# Direction
Please update the lines starting with the one containing "Roadside-survey request: point out the power" and continuing through the last line, replacing "position" with "location" and leaving everything else unchanged. Return only those lines.

--- Task data ---

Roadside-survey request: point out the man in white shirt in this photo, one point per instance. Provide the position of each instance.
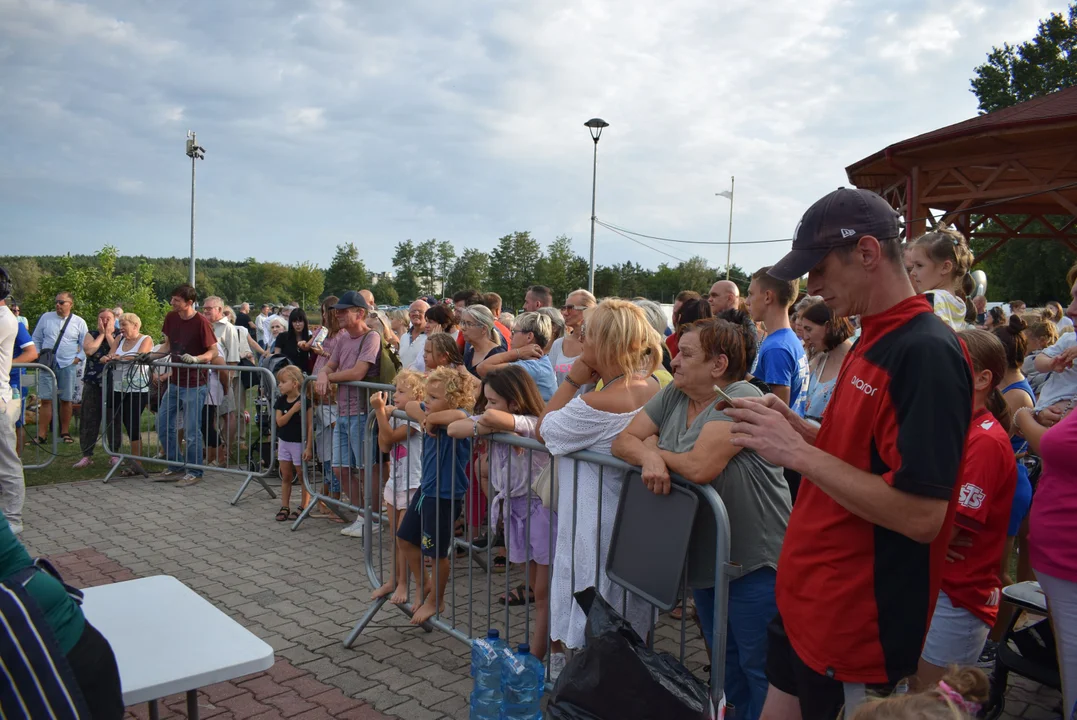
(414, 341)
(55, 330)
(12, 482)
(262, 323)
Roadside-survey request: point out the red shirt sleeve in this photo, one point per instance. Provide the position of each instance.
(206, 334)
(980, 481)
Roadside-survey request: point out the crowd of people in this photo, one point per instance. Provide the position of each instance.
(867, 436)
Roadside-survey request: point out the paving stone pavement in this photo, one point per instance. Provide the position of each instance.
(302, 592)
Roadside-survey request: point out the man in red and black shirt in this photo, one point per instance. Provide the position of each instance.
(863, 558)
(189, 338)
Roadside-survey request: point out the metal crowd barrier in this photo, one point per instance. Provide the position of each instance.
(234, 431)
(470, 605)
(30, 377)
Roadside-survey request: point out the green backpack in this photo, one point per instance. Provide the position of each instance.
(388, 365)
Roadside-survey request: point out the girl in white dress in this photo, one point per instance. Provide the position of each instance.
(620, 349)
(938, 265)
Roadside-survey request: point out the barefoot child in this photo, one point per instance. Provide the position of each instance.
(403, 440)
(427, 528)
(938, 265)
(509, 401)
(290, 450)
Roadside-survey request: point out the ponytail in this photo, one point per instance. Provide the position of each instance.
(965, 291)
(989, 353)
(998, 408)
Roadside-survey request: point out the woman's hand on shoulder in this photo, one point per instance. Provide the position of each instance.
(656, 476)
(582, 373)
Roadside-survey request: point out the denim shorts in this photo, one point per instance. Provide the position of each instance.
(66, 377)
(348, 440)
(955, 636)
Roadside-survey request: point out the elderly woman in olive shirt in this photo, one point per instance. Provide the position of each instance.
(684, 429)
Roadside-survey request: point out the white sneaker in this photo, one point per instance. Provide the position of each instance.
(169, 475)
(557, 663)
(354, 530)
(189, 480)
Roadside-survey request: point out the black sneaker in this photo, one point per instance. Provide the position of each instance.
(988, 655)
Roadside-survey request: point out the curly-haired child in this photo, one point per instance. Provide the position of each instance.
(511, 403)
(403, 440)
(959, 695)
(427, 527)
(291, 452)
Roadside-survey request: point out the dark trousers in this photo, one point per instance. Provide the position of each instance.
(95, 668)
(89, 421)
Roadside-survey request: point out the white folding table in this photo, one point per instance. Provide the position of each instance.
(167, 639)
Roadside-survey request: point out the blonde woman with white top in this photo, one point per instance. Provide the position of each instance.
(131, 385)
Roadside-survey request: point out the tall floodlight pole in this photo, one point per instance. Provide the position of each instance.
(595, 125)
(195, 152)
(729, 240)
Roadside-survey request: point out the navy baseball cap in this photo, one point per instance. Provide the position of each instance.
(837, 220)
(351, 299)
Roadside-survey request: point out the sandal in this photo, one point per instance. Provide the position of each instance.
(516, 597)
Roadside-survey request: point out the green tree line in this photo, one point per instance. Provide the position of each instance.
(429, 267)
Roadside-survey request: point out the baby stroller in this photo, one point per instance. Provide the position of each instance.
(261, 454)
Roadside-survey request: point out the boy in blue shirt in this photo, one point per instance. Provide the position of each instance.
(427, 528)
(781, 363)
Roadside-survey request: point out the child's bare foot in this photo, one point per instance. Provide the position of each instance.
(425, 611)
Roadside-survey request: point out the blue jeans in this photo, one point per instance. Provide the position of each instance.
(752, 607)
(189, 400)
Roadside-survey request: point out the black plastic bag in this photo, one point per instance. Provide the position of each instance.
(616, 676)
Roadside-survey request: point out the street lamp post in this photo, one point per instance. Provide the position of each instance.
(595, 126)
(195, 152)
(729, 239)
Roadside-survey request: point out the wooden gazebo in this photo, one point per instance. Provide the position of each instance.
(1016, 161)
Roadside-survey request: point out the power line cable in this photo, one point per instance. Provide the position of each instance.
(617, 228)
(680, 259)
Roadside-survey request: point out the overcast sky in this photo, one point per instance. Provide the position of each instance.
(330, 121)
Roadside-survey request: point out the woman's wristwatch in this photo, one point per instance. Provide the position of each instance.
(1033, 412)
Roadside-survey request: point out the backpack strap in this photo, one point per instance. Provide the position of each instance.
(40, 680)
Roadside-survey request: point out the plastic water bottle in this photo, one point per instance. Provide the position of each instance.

---

# Solution for this problem
Roadside-survey request: point out the power line cable in this photo, one point per instance. Provide the location of each instance.
(617, 228)
(680, 259)
Roadside-survey request: point out the overcast sky in this photo, one point per instance. Provide the location of each instance.
(330, 121)
Roadside-survey request: point out the woman's wristwatch in this photo, one point per instance. Provide the location of each instance.
(1033, 412)
Roadside-survey request: point out the backpack strap in this photo, one point per instance. Provide the location of each instance.
(40, 680)
Roadside-survey request: point out the plastic water bottle in this photo, one point per instance. Provide the location of each instance.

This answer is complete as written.